**本文**
╭──
この間違いのもとになったのは「私有財産」の概念の不明瞭さによるものではないかと思う。
「世人は我々共産主義者を非難していふ。共産主義者は、人が自己の勞働によつて獲得したところの個人的財産を廢絶しようとする。すなはちあらゆる個人的の自由、活動、および獨立の根底たる財産を廢絶しようとする、と。」
私有財産は個人的財産とははっきり区別されている。
「資本家たることは、生産界において、單純なる個人的地位をもつばかりでなく、また一の社會的地位をもつことである。資本は協力的産物である。多數部員の共同作業によつてのみ、いな、それを究極すれば、社會全員の共同作業によつてのみ働かされうるものである。」
資本は共同作業の産物でありながら、それが私有されている限りにおいて「私有財産」とよばれるのであり、資本が共同で運用されるのが本来の資本の在り方だということが示されている。この資本の共同運用にかかわらないものは「個人財産」にすぎない。
「故に資本は決して個人的の力でなく、一つの社會力である。
╰──
**課題の内容**
私有財産と資本を論じた本文について、最後の文の後に続く部分を書いてもらえますか。

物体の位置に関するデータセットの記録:
╭──
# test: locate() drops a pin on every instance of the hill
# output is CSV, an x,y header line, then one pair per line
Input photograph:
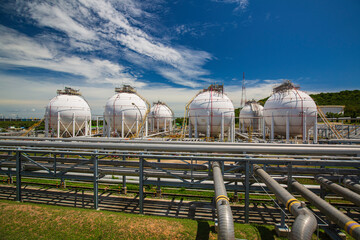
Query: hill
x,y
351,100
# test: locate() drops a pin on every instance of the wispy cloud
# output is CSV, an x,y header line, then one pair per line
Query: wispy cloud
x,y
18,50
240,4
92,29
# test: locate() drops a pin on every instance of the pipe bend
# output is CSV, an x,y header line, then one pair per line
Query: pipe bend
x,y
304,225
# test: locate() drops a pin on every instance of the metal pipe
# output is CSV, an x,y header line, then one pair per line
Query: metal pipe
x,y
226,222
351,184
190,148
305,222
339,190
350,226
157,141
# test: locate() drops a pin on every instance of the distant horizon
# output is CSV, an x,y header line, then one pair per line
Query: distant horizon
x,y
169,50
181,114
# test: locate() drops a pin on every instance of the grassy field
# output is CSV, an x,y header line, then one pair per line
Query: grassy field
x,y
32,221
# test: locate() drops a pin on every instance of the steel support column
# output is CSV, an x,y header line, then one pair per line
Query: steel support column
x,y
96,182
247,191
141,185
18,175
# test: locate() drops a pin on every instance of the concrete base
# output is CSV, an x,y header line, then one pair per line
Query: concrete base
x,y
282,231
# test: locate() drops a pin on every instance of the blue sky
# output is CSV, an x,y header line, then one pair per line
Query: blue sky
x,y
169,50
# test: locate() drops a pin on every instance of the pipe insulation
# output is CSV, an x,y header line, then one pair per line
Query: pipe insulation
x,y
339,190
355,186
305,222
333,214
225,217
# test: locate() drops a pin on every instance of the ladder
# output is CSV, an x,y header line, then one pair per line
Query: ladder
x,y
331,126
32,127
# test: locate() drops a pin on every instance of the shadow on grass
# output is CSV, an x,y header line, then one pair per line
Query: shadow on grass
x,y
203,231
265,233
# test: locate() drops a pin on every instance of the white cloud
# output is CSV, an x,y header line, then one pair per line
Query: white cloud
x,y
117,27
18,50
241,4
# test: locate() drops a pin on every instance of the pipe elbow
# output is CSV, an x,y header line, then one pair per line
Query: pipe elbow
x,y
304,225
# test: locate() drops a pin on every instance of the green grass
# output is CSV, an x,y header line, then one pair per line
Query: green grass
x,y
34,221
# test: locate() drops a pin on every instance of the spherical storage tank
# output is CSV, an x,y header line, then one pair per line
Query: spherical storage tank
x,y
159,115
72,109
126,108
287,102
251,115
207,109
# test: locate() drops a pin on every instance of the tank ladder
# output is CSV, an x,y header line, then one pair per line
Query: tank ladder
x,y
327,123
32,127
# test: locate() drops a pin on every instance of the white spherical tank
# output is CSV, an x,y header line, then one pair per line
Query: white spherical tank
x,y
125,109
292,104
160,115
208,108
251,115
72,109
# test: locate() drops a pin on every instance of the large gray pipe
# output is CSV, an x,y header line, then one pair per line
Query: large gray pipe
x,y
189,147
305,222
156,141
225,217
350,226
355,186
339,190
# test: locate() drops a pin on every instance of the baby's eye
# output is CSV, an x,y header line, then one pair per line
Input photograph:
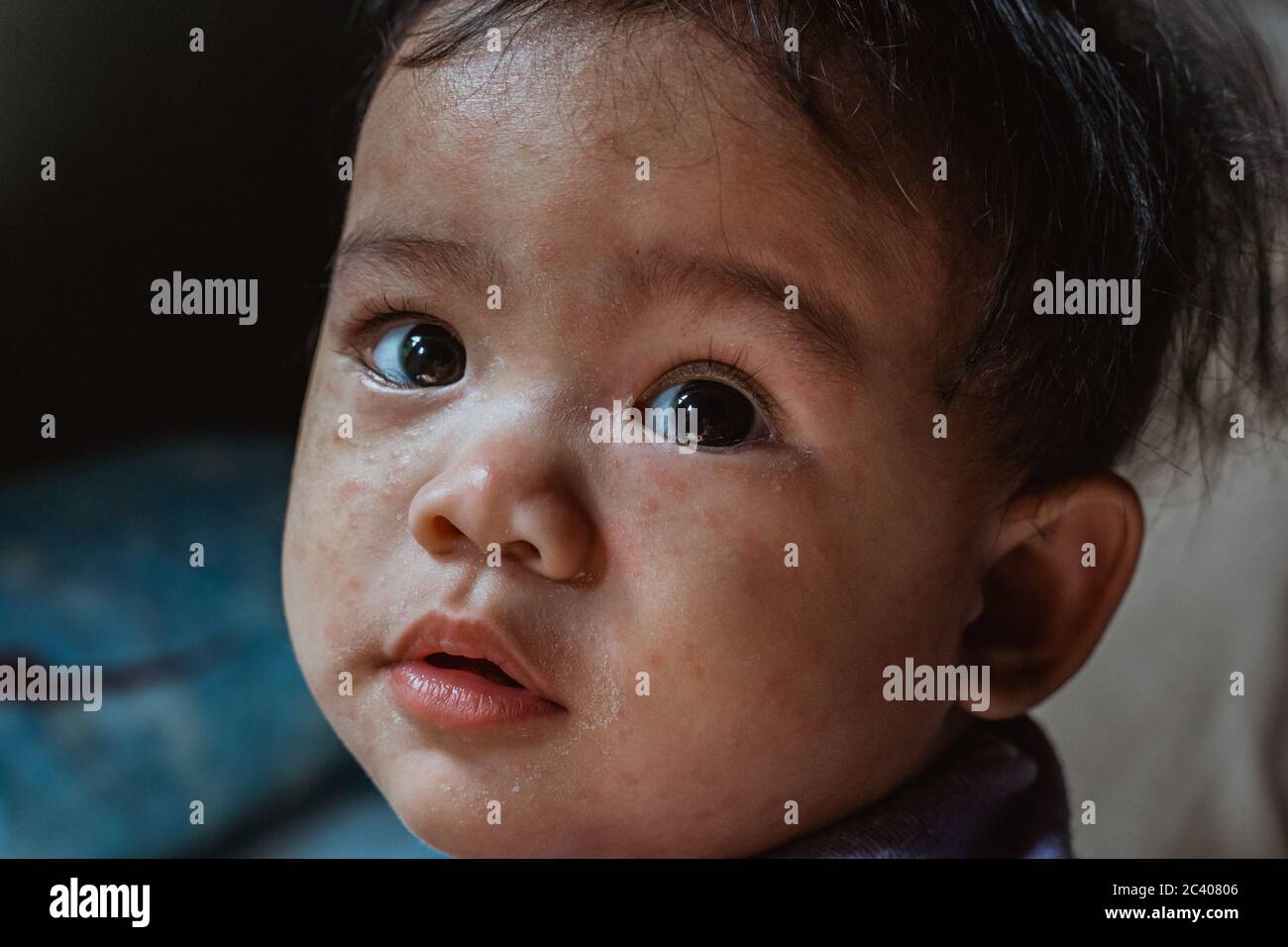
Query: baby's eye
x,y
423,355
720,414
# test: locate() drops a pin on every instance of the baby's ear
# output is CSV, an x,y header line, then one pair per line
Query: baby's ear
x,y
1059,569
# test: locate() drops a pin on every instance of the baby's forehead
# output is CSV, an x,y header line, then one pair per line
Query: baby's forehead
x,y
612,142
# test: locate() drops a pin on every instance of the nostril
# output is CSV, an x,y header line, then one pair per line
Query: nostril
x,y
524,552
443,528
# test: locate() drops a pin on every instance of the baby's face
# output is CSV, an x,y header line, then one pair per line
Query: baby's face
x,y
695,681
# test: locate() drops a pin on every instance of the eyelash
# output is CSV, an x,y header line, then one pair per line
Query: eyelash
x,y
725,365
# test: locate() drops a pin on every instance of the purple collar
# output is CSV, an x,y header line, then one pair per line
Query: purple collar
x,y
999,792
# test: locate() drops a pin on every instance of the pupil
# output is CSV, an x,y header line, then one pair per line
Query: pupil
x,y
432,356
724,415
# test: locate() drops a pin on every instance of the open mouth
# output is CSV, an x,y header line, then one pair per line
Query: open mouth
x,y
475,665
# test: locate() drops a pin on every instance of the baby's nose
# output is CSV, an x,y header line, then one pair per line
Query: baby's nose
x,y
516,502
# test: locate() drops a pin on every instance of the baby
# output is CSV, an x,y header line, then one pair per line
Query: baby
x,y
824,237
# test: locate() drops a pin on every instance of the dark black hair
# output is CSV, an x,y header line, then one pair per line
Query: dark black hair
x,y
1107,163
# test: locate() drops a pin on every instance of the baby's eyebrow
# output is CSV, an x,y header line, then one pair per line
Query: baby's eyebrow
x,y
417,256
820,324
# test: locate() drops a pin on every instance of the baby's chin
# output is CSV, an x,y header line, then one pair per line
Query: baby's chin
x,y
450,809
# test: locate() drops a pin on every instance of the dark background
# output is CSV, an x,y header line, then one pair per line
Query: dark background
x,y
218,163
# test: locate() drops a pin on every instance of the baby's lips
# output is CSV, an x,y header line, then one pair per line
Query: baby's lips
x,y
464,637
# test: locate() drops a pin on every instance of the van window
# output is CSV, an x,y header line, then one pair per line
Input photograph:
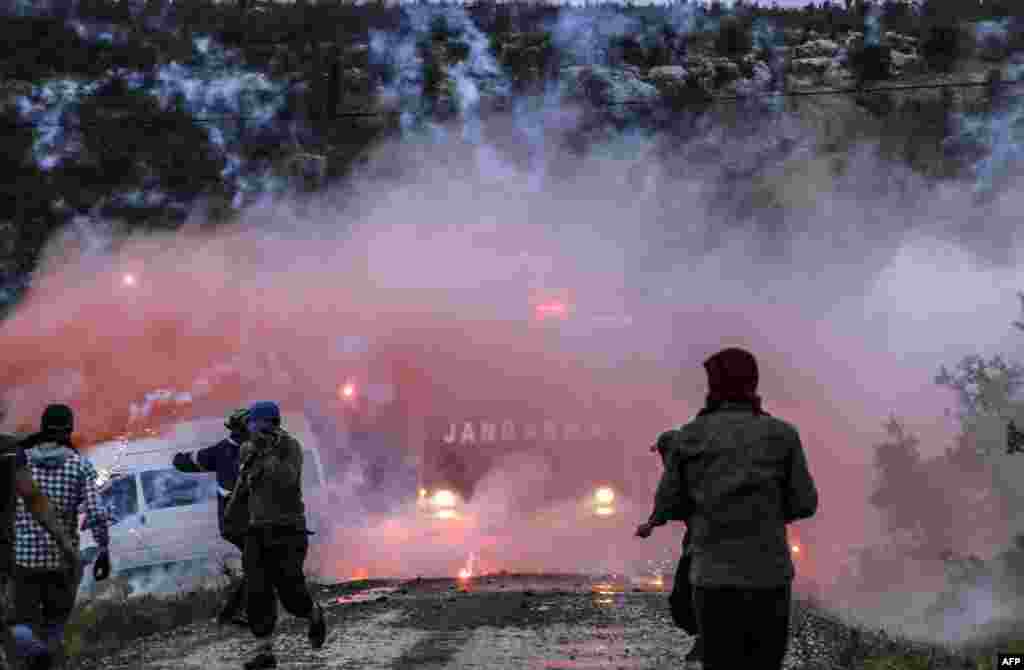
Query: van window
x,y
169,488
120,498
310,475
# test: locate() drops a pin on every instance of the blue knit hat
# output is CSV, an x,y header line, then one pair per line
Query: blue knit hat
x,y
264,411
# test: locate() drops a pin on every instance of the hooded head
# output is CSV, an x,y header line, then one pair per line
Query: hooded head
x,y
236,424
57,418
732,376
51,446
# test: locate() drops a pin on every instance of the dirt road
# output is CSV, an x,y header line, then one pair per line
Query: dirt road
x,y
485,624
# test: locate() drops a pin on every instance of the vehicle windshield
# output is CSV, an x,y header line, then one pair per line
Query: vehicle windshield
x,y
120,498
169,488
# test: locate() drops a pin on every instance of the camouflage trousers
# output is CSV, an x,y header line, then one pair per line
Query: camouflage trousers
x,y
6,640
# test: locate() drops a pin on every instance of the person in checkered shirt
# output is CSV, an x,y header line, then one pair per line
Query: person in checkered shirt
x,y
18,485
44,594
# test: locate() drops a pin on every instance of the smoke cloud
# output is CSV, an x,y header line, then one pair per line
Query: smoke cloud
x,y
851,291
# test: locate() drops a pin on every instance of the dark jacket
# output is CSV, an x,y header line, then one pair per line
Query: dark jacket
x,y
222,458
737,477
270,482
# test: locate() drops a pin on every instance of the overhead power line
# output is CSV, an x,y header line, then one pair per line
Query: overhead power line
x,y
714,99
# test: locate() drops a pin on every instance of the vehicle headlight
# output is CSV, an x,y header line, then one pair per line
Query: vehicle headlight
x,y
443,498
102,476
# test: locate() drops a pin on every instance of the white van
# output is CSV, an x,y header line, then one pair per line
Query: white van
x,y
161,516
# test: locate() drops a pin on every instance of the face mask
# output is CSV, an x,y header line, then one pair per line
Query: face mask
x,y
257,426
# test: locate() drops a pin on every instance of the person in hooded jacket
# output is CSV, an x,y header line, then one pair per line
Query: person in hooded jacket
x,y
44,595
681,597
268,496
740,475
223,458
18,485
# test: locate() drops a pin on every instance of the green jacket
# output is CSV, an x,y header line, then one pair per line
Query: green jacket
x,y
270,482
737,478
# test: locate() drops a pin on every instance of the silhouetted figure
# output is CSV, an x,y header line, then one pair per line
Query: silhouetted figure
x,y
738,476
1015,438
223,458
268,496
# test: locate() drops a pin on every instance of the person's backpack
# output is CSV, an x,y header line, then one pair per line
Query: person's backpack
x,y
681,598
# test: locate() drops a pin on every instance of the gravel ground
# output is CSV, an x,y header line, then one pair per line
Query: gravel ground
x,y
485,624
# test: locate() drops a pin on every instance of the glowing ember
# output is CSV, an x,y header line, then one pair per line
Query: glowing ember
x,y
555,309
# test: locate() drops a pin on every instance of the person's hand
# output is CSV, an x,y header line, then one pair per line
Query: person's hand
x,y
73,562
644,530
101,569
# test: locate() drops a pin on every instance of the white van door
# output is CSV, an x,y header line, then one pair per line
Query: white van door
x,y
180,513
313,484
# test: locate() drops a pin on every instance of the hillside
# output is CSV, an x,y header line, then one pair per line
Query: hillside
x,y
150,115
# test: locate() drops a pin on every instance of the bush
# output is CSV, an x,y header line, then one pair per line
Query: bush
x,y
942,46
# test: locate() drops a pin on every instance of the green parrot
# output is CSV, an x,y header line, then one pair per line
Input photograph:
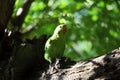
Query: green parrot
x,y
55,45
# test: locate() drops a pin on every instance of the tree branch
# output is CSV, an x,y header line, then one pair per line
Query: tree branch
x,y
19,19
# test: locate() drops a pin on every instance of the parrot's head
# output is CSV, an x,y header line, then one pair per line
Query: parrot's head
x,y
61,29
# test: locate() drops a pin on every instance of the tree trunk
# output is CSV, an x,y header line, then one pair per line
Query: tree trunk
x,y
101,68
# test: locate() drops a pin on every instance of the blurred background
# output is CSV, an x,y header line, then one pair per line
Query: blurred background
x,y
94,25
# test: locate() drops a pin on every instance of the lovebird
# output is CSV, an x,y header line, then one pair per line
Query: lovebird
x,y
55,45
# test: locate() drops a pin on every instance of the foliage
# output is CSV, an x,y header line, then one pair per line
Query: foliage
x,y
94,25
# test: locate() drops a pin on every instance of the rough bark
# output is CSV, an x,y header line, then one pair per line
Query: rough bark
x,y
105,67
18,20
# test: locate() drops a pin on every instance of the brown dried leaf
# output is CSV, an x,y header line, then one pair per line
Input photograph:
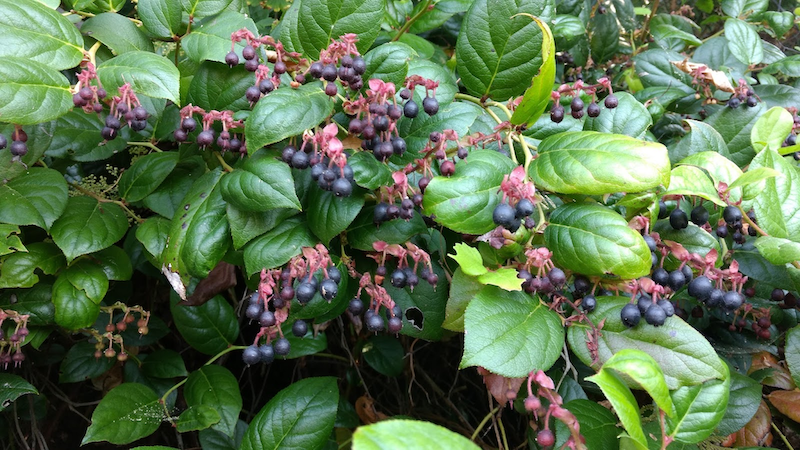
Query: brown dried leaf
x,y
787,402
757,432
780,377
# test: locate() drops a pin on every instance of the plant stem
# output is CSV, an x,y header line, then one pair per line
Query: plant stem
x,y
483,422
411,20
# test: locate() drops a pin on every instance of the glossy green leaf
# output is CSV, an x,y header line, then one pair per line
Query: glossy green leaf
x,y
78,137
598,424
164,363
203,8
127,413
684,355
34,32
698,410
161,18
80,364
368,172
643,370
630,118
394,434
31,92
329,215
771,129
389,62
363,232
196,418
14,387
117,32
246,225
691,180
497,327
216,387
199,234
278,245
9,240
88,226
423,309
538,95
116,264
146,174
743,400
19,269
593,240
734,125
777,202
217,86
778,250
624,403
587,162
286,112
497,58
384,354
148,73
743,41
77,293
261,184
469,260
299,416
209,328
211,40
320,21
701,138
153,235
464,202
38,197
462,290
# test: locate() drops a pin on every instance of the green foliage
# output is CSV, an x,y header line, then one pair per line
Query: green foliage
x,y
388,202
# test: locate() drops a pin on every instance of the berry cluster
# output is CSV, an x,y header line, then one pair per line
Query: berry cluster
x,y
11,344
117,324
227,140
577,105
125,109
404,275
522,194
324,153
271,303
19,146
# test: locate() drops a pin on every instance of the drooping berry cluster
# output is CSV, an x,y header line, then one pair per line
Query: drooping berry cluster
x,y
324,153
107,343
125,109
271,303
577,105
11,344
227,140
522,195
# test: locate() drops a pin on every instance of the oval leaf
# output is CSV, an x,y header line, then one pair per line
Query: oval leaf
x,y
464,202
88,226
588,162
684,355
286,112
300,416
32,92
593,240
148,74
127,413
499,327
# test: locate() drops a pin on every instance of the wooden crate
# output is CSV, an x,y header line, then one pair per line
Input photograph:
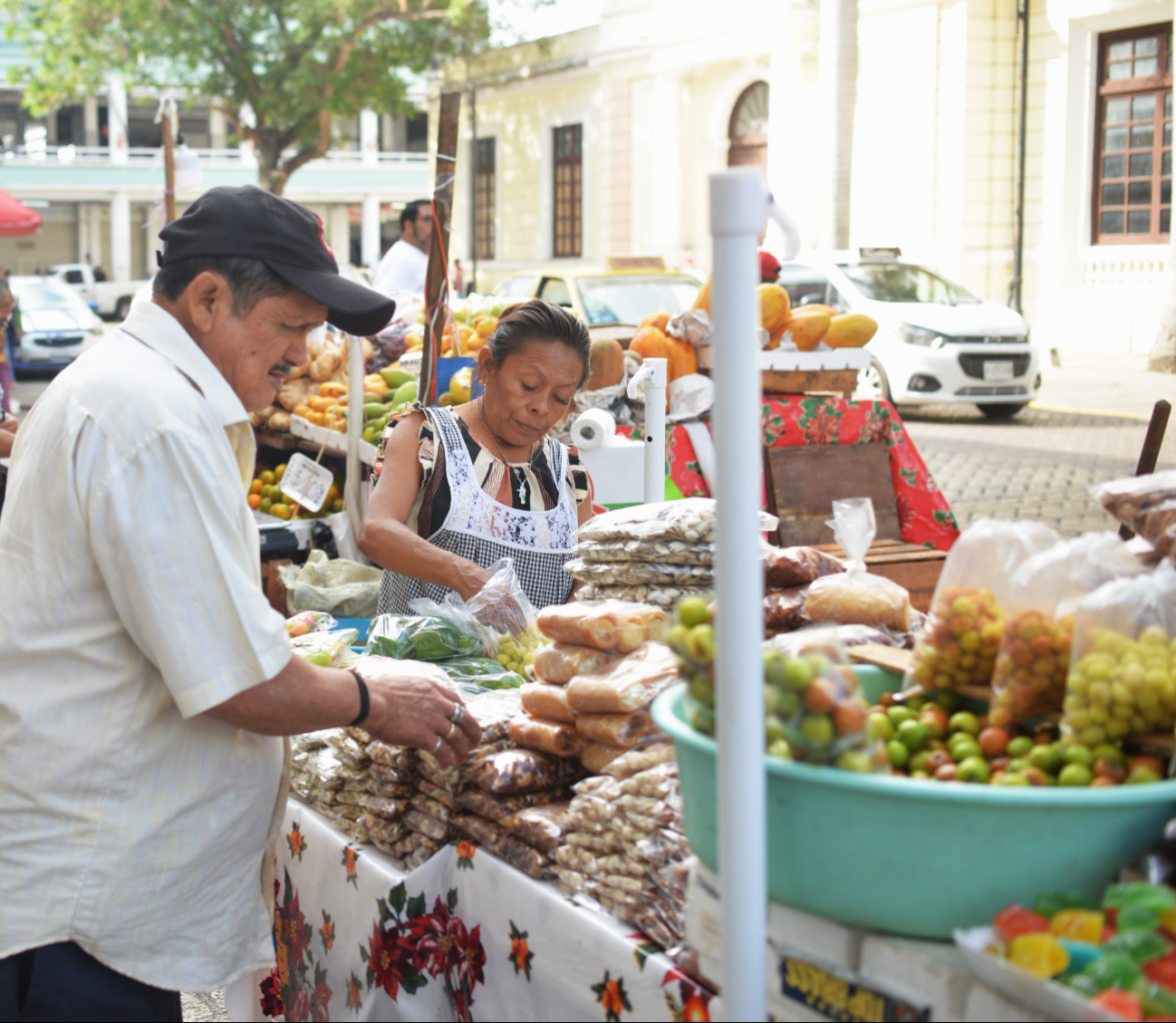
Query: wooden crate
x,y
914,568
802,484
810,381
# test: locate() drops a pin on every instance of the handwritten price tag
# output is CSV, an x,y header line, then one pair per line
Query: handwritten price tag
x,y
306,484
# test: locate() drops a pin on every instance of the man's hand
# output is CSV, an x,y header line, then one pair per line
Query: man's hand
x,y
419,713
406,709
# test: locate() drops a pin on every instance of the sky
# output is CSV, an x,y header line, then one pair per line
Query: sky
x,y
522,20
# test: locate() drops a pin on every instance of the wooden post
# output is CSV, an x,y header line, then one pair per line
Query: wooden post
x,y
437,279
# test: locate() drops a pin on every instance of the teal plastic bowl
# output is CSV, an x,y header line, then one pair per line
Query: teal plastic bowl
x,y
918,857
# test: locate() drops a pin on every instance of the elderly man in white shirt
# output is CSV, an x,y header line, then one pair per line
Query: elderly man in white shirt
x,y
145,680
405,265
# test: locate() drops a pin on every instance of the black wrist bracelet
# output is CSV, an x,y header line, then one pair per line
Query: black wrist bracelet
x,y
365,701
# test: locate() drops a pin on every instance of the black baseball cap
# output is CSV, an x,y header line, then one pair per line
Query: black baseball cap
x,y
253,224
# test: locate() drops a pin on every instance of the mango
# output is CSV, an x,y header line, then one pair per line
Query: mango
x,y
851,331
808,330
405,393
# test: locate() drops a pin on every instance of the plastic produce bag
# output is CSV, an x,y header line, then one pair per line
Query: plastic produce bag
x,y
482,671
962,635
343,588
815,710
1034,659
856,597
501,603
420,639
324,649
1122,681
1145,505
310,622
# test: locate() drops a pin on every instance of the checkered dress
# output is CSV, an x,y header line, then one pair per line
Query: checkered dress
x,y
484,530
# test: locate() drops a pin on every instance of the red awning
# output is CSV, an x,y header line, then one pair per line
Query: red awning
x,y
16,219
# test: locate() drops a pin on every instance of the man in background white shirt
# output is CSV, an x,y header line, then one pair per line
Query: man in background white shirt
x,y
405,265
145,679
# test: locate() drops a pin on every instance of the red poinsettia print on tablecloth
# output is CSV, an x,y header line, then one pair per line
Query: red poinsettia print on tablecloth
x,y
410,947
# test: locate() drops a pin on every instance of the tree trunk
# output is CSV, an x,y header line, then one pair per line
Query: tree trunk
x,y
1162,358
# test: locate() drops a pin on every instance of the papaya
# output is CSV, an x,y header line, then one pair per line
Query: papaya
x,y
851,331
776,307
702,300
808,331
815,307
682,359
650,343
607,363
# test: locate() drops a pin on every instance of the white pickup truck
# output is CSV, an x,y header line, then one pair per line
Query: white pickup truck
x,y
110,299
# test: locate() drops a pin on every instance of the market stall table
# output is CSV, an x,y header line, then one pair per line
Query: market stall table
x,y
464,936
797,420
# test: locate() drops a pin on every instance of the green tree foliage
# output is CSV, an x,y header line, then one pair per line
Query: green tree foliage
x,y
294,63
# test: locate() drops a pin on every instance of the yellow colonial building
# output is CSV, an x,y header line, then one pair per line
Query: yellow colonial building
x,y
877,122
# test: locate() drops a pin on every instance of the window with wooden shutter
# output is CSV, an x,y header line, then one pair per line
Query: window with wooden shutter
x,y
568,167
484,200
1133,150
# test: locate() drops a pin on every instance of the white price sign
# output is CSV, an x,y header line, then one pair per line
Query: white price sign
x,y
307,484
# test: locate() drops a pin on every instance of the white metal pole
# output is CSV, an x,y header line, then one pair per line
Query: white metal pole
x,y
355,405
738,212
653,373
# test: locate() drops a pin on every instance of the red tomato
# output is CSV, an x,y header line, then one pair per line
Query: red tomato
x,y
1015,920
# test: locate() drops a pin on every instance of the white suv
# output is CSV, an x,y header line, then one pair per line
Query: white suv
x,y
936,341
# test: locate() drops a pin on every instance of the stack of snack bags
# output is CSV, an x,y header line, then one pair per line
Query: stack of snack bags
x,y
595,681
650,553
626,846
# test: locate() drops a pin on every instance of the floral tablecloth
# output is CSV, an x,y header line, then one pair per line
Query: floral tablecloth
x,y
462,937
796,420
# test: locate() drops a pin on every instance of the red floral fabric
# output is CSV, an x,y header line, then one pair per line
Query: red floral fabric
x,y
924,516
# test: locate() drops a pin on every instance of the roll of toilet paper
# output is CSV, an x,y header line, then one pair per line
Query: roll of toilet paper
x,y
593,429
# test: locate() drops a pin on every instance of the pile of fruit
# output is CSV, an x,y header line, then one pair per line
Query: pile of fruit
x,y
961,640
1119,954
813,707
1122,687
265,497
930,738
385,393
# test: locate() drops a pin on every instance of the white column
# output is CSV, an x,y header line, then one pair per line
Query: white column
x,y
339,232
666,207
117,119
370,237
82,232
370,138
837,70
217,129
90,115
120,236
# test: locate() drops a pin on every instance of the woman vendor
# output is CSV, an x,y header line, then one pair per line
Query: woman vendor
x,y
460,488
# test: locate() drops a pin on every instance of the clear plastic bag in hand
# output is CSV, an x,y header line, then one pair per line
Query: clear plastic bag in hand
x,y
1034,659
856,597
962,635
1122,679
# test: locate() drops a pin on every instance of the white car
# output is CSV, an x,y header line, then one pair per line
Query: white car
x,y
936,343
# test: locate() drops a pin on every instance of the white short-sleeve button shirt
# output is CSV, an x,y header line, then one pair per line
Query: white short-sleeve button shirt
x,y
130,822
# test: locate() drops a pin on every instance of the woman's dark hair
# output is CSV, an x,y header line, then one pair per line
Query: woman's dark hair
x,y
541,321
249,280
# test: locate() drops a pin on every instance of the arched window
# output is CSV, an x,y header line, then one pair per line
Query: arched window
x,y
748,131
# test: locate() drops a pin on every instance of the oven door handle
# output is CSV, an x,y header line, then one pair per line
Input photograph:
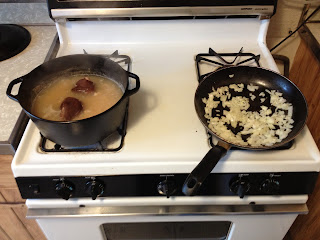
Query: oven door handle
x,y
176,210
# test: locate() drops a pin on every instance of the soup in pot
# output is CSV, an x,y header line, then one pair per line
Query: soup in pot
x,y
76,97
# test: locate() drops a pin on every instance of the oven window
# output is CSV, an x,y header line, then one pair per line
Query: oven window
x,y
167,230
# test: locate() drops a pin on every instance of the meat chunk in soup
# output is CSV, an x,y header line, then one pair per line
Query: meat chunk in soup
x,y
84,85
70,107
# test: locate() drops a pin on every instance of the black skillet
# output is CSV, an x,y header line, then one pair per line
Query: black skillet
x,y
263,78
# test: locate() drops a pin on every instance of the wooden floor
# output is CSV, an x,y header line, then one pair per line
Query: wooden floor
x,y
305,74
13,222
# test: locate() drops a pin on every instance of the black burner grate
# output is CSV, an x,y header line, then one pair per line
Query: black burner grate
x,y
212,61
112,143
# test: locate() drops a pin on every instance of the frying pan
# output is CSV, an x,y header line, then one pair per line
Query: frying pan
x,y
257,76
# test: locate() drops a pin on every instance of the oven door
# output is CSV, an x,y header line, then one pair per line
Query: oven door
╰──
**解答例**
故に資本が共有財産(すなはち社會全員の財産)に變更される場合、それは個人的財産が社會的財産に變更されるのではない。ただその財産の社會的特質が變更されるのである。すなはち財産の階級的性質が失はれるのである。」
ただどのような仕方で資本が共有されるべきなのかは、ここからはわからない。
いうまでもなく、今日資本は基本的には出資者(株主)の共有財産になっていて、一個人が資本を所有することはほとんどない。
今日の労働者は少なくとも銀行などに預金を持つ限り、間接的に資本に係わっている。ただ運用の権利を銀行に全面的に委託しているだけだ。仮に国家が資本を所有したとしても、運用を国家に委託して、自ら何の権利を持たないという点では変わりはない。
労働者が資本の運用に関して何の権利も持たないような状態を、果たしてマルクスが望んでいたのかどうか、問題はそこだろう。
それでは「なきがらを」の巻の続き。
三表、五十一句目は正秀の二回目。
煮た粥くはぬ春の引馬
小機嫌につばめ近よる堀の上 正秀
前句の引馬を、単に馬に乗らずに引いて行くこととして、暖かくなって熱い粥を食う必要もなくなり、ツバメも塀の上に飛来している。そんな暖かい日で、人も機嫌がよくなるし、天候の機嫌も良い。
五十二句目は膳所の囘鳧の二回目。
小機嫌につばめ近よる堀の上
洗濯に出る川べりの石 囘鳧
春のうららかな日には川に洗濯に行く。
五十三句目の朴吹は膳所の人で初登場。
洗濯に出る川べりの石
日によりて柴の値段もちがふ也 朴吹
婆さんが川に洗濯にと来れば爺さんは山に柴刈って、このフレーズがこの時代にあったかどうかは知らないが、こういう分業は普通だったのだろう。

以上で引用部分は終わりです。